• [AUSZUG ZUM LESEN]:
══════════════════════════════

Ich finde es bewundernswert, mit wieviel Aufwand sich diese Zeitgenossen vorbereiten, um sich an abwechselnd drückend heißen und gewittrig nassen Tagen von Mücken zerstechen zu lassen. Es gibt Wikinger, Söldner, Ritterorden und so weiter. Die Anschaffung der Ausrüstung kostet Zeit und Geld, und wenn man richtig drauf ist lernt man alle Kniffe aus Liechtenauers Fechtbuch, wovon ich gestern eine Kostprobe sehen konnte. Aber...

Es stört mich nicht, wenn ein ansonsten überzeugend ausgerüsteter Wikinger eine schwarze Tunika trägt, komisch finde ich es aber, wenn die Wikinger Lederrüstungen tragen, die man von Hollywoodfilmen oder SM-Katalogen kennt, dazu keltogermanische Sechseckschilde und Helme, die entweder zu Fantasyzwergen oder ins 14. Jahrhundert passen. Das dieses Jahr Hundsgugeln en Vogue zu sein scheinen, find ich gut, und ich beschwere mich nicht, daß ich keine passende Kastenbrust gesehen habe, aber wenn die dazu präsentierten Rüstungsteile und Waffen eine Mischung aus 5 Jahrhunderten ergeben, irritiert mich das dann doch. Umso mehr hat mich dann das Display gefreut, bei dem ein Gambeson, Kettenhemd, Spangenhelm, Mandelschild und Schwert in realistischer und historisch passender Aufmachung präsentiert wurden.

Worauf ich hinaus will - wie kann es sein, daß auf einer großen Mittelalterveranstaltung mit vielen aufwendigen Kostümen die in sich stimmigen Kostüme in absoluter Minderheit sind? Wenn ich einen Barockharnisch mit Oakshott XIIa-Schwert und einem Helm, der an den Helm Dains m PJ-Hobbit-Film erinnert, zusammen tragen will, passe ich dann nicht eher auf ein LARP-Event? Mein Ehrgeiz im Reenactment wäre es doch, eine Figur darzustellen, die es in der von meiner Gruppe gewählten Epoche und Region so gegeben haben könnte. Das Ganze ist doch viel zu aufwendig, als daß ich mir die Blöße geben würde, von jedem Geschichtserstsemester darauf hingewiesen zu werden, daß meine Ausrüstung perfekt passt, wenn man einen hunnischen Kreuzzügler zur Zeit der Rosenkriege darstellen will.

══════════════════════════════

• [ZU LÖSENDE AUFGABEN]:
- A) Prüfen Sie, ob die folgenden Aussagen mit dem Text über Reenactment übereinstimmen, und belegen Sie jede Antwort mit einem wörtlichen Zitat: (i) Eine schwarze Tunika an einem sonst überzeugend ausgerüsteten Wikinger stört die schreibende Person. (ii) Auf einem Display wurde unter anderem ein Mandelschild gezeigt. (iii) Die in sich stimmigen Kostüme stellten die Mehrheit dar.
- B) Beantworten Sie anhand des Textes über Reenactment die folgenden Fragen:
(i) Aus wessen Fechtbuch lernt man alle Kniffe, wenn man richtig drauf ist?
(ii) Was scheint dieses Jahr en vogue zu sein?
(iii) Auf welche Art von Veranstaltung passt man mit einer bunt zusammengewürfelten Ausrüstung eher?
- C) Geben Sie aus dem Text über Reenactment den Abschnitt von „Worauf ich hinaus“ bis „Rosenkriege darstellen will.“ wortgetreu aus.

• [AUSGANGSMATERIAL]:
══════════════════════════════

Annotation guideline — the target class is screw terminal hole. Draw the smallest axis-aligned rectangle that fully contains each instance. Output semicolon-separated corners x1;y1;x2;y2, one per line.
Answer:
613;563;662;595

══════════════════════════════

• [ERGEBNISSE DER AUFGABEN]:
- A)
(i) Nein: „Es stört mich nicht, wenn ein ansonsten überzeugend ausgerüsteter Wikinger eine schwarze Tunika trägt“
(ii) Ja: „bei dem ein Gambeson, Kettenhemd, Spangenhelm, Mandelschild und Schwert in realistischer und historisch passender Aufmachung präsentiert wurden“
(iii) Nein: „die in sich stimmigen Kostüme in absoluter Minderheit sind“

- B)
(i) Aus Liechtenauers Fechtbuch
(ii) Hundsgugeln
(iii) Auf ein LARP-Event

- C)
Worauf ich hinaus will - wie kann es sein, daß auf einer großen Mittelalterveranstaltung mit vielen aufwendigen Kostümen die in sich stimmigen Kostüme in absoluter Minderheit sind? Wenn ich einen Barockharnisch mit Oakshott XIIa-Schwert und einem Helm, der an den Helm Dains m PJ-Hobbit-Film erinnert, zusammen tragen will, passe ich dann nicht eher auf ein LARP-Event? Mein Ehrgeiz im Reenactment wäre es doch, eine Figur darzustellen, die es in der von meiner Gruppe gewählten Epoche und Region so gegeben haben könnte. Das Ganze ist doch viel zu aufwendig, als daß ich mir die Blöße geben würde, von jedem Geschichtserstsemester darauf hingewiesen zu werden, daß meine Ausrüstung perfekt passt, wenn man einen hunnischen Kreuzzügler zur Zeit der Rosenkriege darstellen will.